Please return every line from the entries that has the string "thatched" in it.

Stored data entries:

§ §

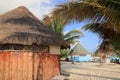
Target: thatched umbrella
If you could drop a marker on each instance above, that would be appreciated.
(21, 30)
(79, 50)
(20, 26)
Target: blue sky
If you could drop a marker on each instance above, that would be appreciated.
(40, 8)
(90, 41)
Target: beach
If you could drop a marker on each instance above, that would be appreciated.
(90, 71)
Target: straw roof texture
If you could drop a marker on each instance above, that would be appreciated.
(20, 26)
(79, 50)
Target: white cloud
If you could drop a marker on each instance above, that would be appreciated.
(35, 6)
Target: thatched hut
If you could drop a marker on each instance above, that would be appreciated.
(28, 49)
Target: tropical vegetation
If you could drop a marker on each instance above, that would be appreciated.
(58, 25)
(104, 15)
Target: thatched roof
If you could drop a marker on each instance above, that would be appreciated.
(20, 26)
(79, 50)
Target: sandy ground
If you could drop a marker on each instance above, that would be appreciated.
(90, 71)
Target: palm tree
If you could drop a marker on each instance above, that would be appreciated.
(104, 15)
(58, 25)
(98, 10)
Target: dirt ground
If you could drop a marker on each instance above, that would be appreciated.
(91, 71)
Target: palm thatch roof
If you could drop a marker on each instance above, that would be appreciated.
(20, 26)
(79, 50)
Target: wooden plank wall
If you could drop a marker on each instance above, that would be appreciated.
(26, 66)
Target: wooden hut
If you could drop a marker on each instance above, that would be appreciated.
(28, 49)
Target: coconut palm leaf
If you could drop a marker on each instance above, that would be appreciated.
(98, 10)
(58, 25)
(72, 35)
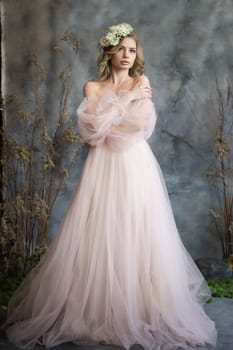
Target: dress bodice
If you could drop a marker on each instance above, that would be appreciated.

§ §

> Reply:
Target: thatched umbrella
Target: thatched hut
Target: thatched roof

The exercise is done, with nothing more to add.